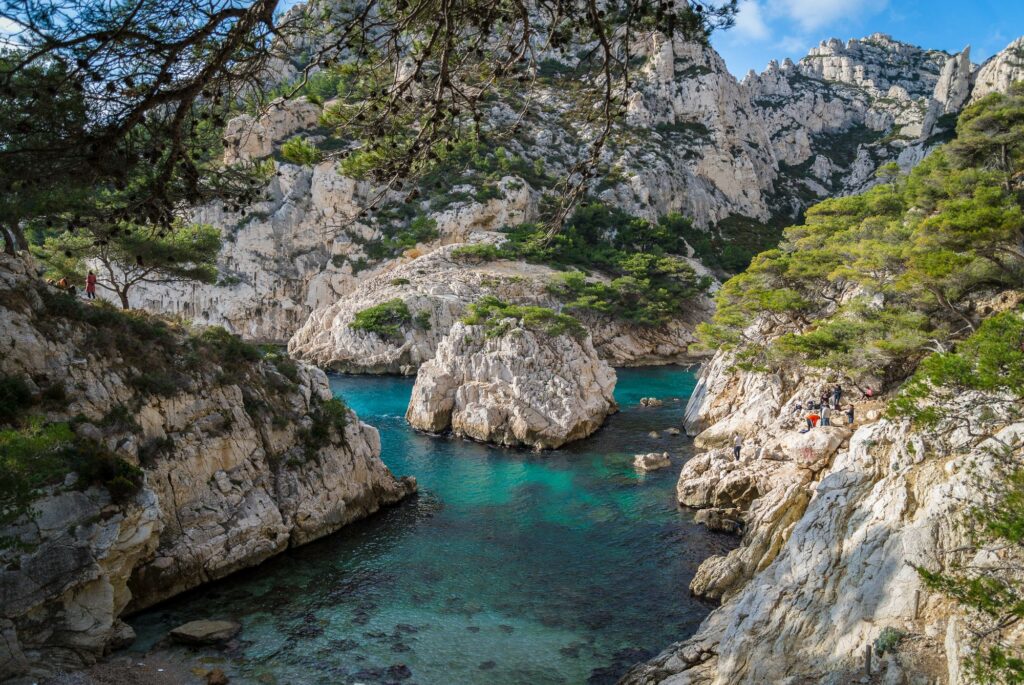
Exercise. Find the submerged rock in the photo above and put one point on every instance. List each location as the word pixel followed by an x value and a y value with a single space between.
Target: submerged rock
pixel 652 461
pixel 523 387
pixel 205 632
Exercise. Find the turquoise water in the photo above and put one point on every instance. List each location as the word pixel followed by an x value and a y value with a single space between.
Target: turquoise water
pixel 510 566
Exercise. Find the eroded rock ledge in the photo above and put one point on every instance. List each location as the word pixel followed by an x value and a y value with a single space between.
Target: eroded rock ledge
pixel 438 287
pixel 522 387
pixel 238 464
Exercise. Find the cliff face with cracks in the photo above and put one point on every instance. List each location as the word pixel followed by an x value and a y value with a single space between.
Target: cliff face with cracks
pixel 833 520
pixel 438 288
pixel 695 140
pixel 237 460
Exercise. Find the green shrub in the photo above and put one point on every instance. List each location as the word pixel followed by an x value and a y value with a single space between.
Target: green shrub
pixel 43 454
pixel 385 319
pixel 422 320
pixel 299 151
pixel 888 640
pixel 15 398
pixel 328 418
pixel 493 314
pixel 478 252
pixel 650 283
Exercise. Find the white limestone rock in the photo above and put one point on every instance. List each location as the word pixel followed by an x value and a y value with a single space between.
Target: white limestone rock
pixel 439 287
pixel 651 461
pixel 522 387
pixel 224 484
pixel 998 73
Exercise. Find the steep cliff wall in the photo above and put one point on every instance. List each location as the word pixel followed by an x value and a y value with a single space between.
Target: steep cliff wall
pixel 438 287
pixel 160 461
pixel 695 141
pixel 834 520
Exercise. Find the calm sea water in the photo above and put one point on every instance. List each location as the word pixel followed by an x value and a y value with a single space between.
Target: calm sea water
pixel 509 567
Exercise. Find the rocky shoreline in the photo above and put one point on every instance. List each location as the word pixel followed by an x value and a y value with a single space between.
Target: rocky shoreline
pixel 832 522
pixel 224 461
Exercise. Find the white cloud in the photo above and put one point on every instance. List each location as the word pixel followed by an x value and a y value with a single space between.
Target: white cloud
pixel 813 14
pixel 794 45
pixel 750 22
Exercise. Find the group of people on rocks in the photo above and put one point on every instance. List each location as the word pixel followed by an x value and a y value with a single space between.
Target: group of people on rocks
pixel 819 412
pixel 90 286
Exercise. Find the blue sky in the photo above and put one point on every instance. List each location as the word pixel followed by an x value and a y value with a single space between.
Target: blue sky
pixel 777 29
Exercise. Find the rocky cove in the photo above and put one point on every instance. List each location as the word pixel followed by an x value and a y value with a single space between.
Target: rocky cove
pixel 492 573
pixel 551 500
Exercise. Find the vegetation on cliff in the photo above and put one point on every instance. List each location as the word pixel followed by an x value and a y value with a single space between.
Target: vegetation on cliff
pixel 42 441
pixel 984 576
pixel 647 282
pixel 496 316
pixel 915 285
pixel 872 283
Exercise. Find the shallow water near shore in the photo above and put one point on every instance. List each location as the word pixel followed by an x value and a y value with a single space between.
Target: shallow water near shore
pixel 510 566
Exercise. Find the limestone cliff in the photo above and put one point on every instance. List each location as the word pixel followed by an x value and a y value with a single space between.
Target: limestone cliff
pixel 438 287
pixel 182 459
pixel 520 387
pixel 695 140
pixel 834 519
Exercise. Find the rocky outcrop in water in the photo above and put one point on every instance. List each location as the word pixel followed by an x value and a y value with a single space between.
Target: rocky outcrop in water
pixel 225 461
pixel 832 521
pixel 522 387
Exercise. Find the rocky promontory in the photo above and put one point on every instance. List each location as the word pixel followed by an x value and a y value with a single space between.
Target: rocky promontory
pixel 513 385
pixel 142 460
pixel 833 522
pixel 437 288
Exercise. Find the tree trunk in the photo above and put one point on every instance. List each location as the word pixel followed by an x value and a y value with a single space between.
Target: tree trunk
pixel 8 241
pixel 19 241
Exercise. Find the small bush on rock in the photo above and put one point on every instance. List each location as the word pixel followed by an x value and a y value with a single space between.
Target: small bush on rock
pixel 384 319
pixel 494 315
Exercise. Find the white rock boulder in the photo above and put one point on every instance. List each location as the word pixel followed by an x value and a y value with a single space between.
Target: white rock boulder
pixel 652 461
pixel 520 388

____________

== Task to carry out ==
Can you arrange the listing from the line with "Exercise. Find the vegetation" to the line with "pixel 19 241" as a two-column CSV with the headers text and answer? Give one row for each stretch that begins with "Exercise.", put its text and its answer each in a single quoted field, and replace line breaks with spaces.

== Result for this task ==
text,answer
"Exercise. Find the vegetation on cliff in the photo above and put one point on every instance. List each location as the word pixel followed by an x value and a y value with a single space between. Target: vegetation on cliff","pixel 42 441 pixel 984 576 pixel 647 282 pixel 496 316 pixel 915 285 pixel 872 283"
"Exercise. Find the shallow water near shore in the photo above and put one point on every instance. List each location as the word pixel followed by an x value and a y value with a single space between. Target: shallow water near shore","pixel 510 566"
"Exercise. Find the limestone cliff in the photo above and put one point on every instance. List each location as the word pixel followed by an x value and a y value with a single space between. Target: limestone cliff","pixel 438 287 pixel 182 459 pixel 520 387 pixel 695 140 pixel 834 519"
"Exercise. Find the rocky outcrop in water in the photo above and put one point on every instance. List each location as the word pixel followed by an x value and a y value with a single space between. Target: rocky outcrop in water","pixel 225 461 pixel 832 521 pixel 522 387"
"Exercise. Find the rocky promontory in the photo above and put one point on every instance. List each location as the word pixel followed by an x value and a y value with a single space between. Target: rocky promontory","pixel 513 385 pixel 142 460 pixel 833 522 pixel 437 288"
"Exercise. Find the tree trunk in the photo above and put one point on every instance. List each location as the word pixel followed by an x value and a y value with a single space between. Target: tree trunk","pixel 8 241 pixel 19 241"